THE TASK
Copy only the lines from the one containing "positive clicks: (79, 485) (92, 474)" through the final line of the records below, exactly as written, with no pictures.

(Stored dataset items)
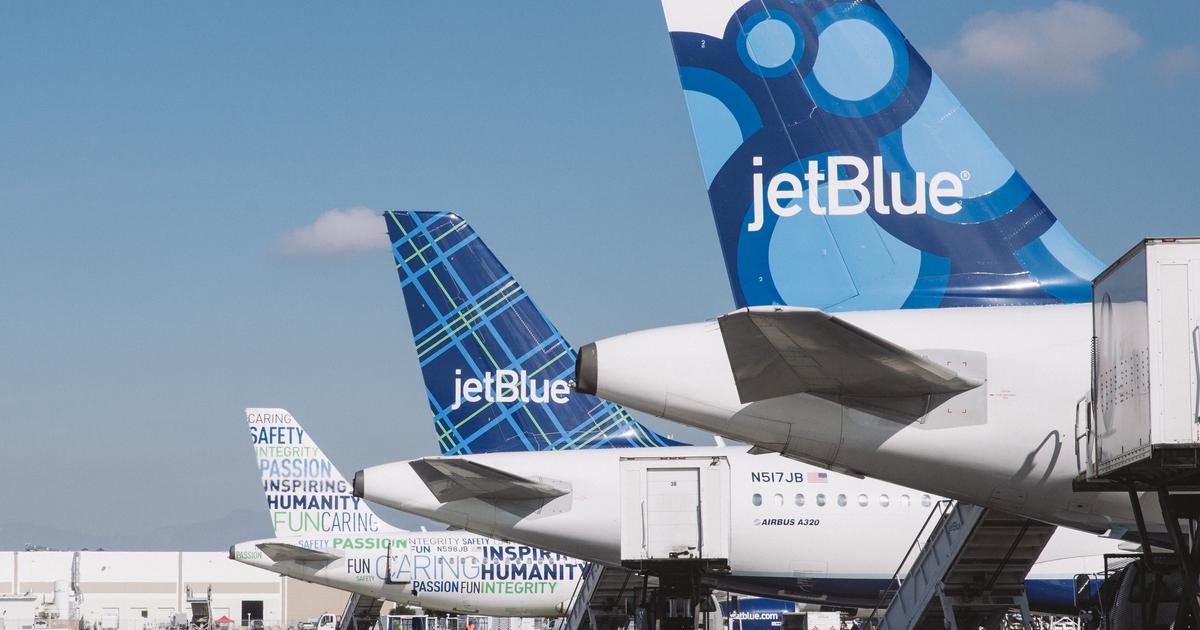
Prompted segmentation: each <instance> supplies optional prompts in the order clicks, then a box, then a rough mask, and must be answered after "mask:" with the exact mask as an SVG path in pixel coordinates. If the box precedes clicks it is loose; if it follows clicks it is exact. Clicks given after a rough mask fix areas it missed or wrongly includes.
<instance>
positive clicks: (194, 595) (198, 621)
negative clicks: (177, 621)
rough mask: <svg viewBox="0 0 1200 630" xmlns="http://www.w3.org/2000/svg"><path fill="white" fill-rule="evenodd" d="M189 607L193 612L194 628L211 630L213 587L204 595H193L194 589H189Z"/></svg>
mask: <svg viewBox="0 0 1200 630" xmlns="http://www.w3.org/2000/svg"><path fill="white" fill-rule="evenodd" d="M187 606H188V607H190V608H191V610H192V625H191V626H192V628H193V629H196V630H211V629H212V628H214V623H212V586H211V584H210V586H209V588H208V590H206V592H205V593H204V594H203V595H194V594H192V587H187Z"/></svg>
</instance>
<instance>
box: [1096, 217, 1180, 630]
mask: <svg viewBox="0 0 1200 630" xmlns="http://www.w3.org/2000/svg"><path fill="white" fill-rule="evenodd" d="M1075 461H1076V466H1078V470H1079V475H1078V476H1076V478H1075V484H1074V487H1075V490H1076V491H1090V492H1104V491H1110V492H1127V493H1128V494H1129V500H1130V504H1132V505H1133V511H1134V516H1135V518H1136V521H1138V535H1139V538H1140V540H1142V541H1144V542H1151V541H1153V542H1156V544H1163V542H1165V546H1170V547H1171V548H1172V550H1174V552H1175V557H1176V560H1177V571H1178V581H1180V584H1181V589H1182V599H1181V600H1180V601H1181V604H1180V605H1178V606H1177V611H1176V617H1175V628H1177V629H1182V628H1193V629H1196V628H1200V586H1198V576H1200V535H1198V527H1200V500H1198V499H1196V494H1194V493H1189V492H1194V491H1196V490H1200V239H1194V238H1193V239H1146V240H1144V241H1141V242H1140V244H1138V245H1136V246H1135V247H1134V248H1133V250H1130V251H1129V252H1127V253H1126V254H1124V256H1122V257H1121V258H1120V259H1117V262H1116V263H1114V264H1112V265H1111V266H1109V268H1108V269H1105V270H1104V271H1103V272H1102V274H1100V275H1099V276H1097V278H1096V280H1094V281H1093V282H1092V386H1091V391H1090V392H1088V394H1087V395H1086V396H1084V397H1082V398H1081V400H1080V402H1079V406H1078V408H1076V412H1075ZM1146 493H1153V496H1154V497H1156V498H1157V499H1158V500H1157V503H1158V509H1159V510H1162V514H1163V522H1164V524H1165V526H1166V538H1168V541H1163V536H1162V535H1160V534H1158V535H1152V534H1151V533H1150V532H1147V529H1146V523H1145V518H1144V517H1142V505H1141V503H1142V498H1144V494H1146ZM1181 522H1182V523H1181ZM1142 556H1144V557H1142V559H1141V560H1139V562H1140V563H1141V566H1140V571H1142V572H1145V571H1150V572H1154V574H1162V563H1160V562H1158V560H1157V559H1156V558H1154V554H1153V553H1152V552H1151V546H1150V545H1148V544H1144V545H1142ZM1135 572H1136V571H1135ZM1159 594H1160V593H1159V590H1158V589H1156V590H1153V592H1152V594H1151V596H1150V598H1148V599H1150V602H1148V606H1150V607H1148V610H1151V611H1153V610H1154V608H1156V607H1157V605H1158V595H1159ZM1141 599H1146V598H1141ZM1130 601H1132V600H1130ZM1121 604H1128V601H1126V602H1121ZM1136 604H1139V605H1141V601H1140V600H1139V601H1138V602H1136Z"/></svg>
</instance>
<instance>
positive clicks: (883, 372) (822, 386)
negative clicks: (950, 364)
mask: <svg viewBox="0 0 1200 630" xmlns="http://www.w3.org/2000/svg"><path fill="white" fill-rule="evenodd" d="M718 323H719V324H720V326H721V337H722V338H724V341H725V349H726V353H727V355H728V358H730V367H732V370H733V379H734V382H736V384H737V388H738V397H739V398H740V400H742V402H743V403H750V402H756V401H763V400H767V398H776V397H780V396H788V395H792V394H811V395H816V396H822V397H836V398H838V400H840V401H841V402H842V403H845V404H848V406H852V407H857V408H863V409H868V410H872V412H877V410H881V409H886V410H893V412H899V413H901V415H904V416H905V418H908V419H912V418H919V416H920V415H923V413H924V410H925V408H926V404H928V402H929V398H930V397H938V396H952V395H955V394H959V392H962V391H967V390H971V389H974V388H978V386H979V385H982V384H983V380H982V379H978V378H974V377H967V376H962V374H959V373H958V372H955V371H954V370H950V368H948V367H946V366H943V365H938V364H937V362H934V361H931V360H929V359H928V358H925V356H922V355H919V354H917V353H914V352H912V350H910V349H907V348H902V347H900V346H896V344H894V343H892V342H889V341H887V340H884V338H882V337H878V336H876V335H874V334H871V332H868V331H866V330H863V329H860V328H858V326H856V325H853V324H851V323H848V322H845V320H842V319H839V318H836V317H834V316H832V314H829V313H826V312H822V311H818V310H815V308H798V307H780V306H760V307H750V308H743V310H739V311H736V312H733V313H728V314H726V316H722V317H720V318H718ZM850 401H858V402H860V403H862V404H851V402H850ZM889 401H895V402H901V401H904V404H893V403H892V402H889ZM916 401H924V403H918V404H916V406H913V404H910V402H916Z"/></svg>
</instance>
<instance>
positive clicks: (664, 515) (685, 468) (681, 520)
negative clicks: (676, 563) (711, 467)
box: [646, 468, 703, 558]
mask: <svg viewBox="0 0 1200 630" xmlns="http://www.w3.org/2000/svg"><path fill="white" fill-rule="evenodd" d="M702 535H703V533H702V532H701V522H700V468H649V469H647V470H646V546H647V551H648V552H649V557H652V558H689V557H691V558H696V557H700V546H701V541H702Z"/></svg>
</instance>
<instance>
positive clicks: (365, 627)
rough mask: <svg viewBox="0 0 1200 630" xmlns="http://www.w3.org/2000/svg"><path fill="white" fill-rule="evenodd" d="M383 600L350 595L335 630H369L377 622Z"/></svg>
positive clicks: (382, 602)
mask: <svg viewBox="0 0 1200 630" xmlns="http://www.w3.org/2000/svg"><path fill="white" fill-rule="evenodd" d="M382 610H383V600H382V599H379V598H372V596H368V595H360V594H358V593H353V594H350V599H348V600H347V601H346V611H344V612H342V620H341V622H340V623H338V624H337V630H370V629H371V628H373V626H374V625H376V624H377V623H378V622H379V612H380V611H382Z"/></svg>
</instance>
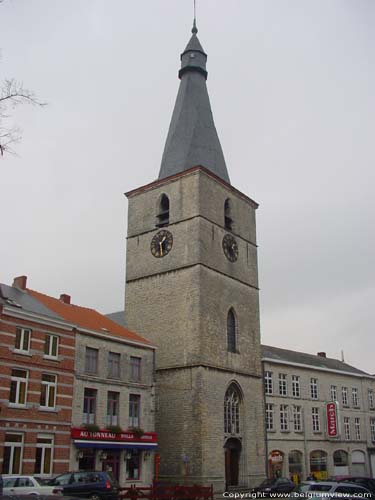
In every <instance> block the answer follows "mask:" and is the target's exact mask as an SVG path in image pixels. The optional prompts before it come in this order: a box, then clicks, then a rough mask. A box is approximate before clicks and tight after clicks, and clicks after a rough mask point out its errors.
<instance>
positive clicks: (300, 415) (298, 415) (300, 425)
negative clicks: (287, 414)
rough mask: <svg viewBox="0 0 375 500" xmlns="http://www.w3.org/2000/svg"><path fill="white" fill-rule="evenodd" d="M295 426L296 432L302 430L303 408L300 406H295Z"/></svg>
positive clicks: (293, 422)
mask: <svg viewBox="0 0 375 500" xmlns="http://www.w3.org/2000/svg"><path fill="white" fill-rule="evenodd" d="M293 426H294V432H302V430H303V429H302V409H301V407H300V406H296V405H295V406H293Z"/></svg>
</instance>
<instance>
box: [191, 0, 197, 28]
mask: <svg viewBox="0 0 375 500" xmlns="http://www.w3.org/2000/svg"><path fill="white" fill-rule="evenodd" d="M191 32H192V33H193V35H196V34H197V33H198V28H197V8H196V4H195V0H194V21H193V27H192V29H191Z"/></svg>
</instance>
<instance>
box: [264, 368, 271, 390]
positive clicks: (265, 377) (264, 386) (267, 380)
mask: <svg viewBox="0 0 375 500" xmlns="http://www.w3.org/2000/svg"><path fill="white" fill-rule="evenodd" d="M264 392H265V393H266V394H273V382H272V372H264Z"/></svg>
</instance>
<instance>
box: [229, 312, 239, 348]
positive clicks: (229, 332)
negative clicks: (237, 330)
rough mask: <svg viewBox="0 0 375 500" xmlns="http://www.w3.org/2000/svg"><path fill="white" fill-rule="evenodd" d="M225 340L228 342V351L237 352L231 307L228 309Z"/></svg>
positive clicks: (234, 320)
mask: <svg viewBox="0 0 375 500" xmlns="http://www.w3.org/2000/svg"><path fill="white" fill-rule="evenodd" d="M227 342H228V351H229V352H237V351H236V347H237V346H236V317H235V315H234V311H233V309H229V312H228V316H227Z"/></svg>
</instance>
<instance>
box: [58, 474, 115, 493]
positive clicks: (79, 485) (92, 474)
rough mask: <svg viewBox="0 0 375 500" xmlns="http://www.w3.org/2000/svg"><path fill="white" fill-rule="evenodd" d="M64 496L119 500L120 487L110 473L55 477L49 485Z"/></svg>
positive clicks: (74, 474) (81, 474) (75, 475)
mask: <svg viewBox="0 0 375 500" xmlns="http://www.w3.org/2000/svg"><path fill="white" fill-rule="evenodd" d="M49 484H50V485H52V486H55V487H56V493H57V492H59V491H61V492H62V494H63V495H64V496H70V497H76V498H91V500H117V499H118V485H117V483H116V481H115V480H114V479H113V478H112V476H111V475H110V474H108V472H102V471H81V472H67V473H66V474H61V475H60V476H57V477H55V478H54V479H52V480H51V481H50V483H49Z"/></svg>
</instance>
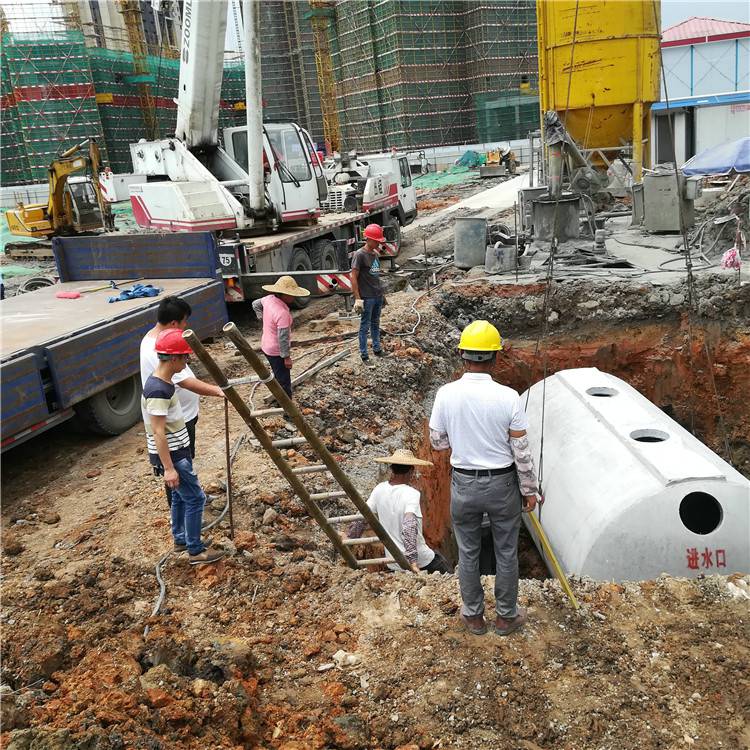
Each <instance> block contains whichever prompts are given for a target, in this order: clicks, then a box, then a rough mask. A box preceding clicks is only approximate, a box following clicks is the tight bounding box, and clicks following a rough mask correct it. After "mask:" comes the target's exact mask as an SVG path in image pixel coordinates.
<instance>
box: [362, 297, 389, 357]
mask: <svg viewBox="0 0 750 750" xmlns="http://www.w3.org/2000/svg"><path fill="white" fill-rule="evenodd" d="M362 302H364V303H365V309H364V310H363V311H362V317H361V318H360V321H359V353H360V354H361V355H362V356H363V357H367V333H368V331H369V332H370V333H371V334H372V348H373V351H376V352H379V351H380V311H381V310H382V309H383V298H382V297H368V298H366V299H365V298H363V299H362Z"/></svg>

REPLY TO THE TASK
positive clicks: (79, 485) (92, 474)
rough mask: <svg viewBox="0 0 375 500" xmlns="http://www.w3.org/2000/svg"><path fill="white" fill-rule="evenodd" d="M64 496L119 500L120 487L110 473L55 477L49 485Z"/></svg>
positive clicks: (74, 474) (81, 474) (75, 475)
mask: <svg viewBox="0 0 375 500" xmlns="http://www.w3.org/2000/svg"><path fill="white" fill-rule="evenodd" d="M49 484H50V485H52V486H55V487H56V493H57V492H59V491H61V492H62V494H63V495H64V496H70V497H76V498H91V500H117V499H118V485H117V483H116V481H115V480H114V479H113V478H112V476H111V475H110V474H108V472H102V471H81V472H67V473H66V474H61V475H60V476H57V477H55V478H54V479H52V480H51V481H50V483H49Z"/></svg>
</instance>
Each <instance> block contains whichever prompts are given for a target, in this order: clicks, then a box, then a rough mask. A box preceding clicks is only approximate, a box following clicks is the tight bounding box, and clicks following a rough mask correct it. After "mask:" comes the target's exact mask as an SVG path in image pixel coordinates.
<instance>
box: [362, 297, 389, 357]
mask: <svg viewBox="0 0 750 750" xmlns="http://www.w3.org/2000/svg"><path fill="white" fill-rule="evenodd" d="M362 302H364V303H365V309H364V310H363V311H362V317H361V318H360V321H359V353H360V354H361V355H362V356H363V357H367V333H368V331H369V332H370V333H371V334H372V348H373V351H376V352H379V351H380V311H381V310H382V309H383V298H382V297H368V298H366V299H365V298H363V299H362Z"/></svg>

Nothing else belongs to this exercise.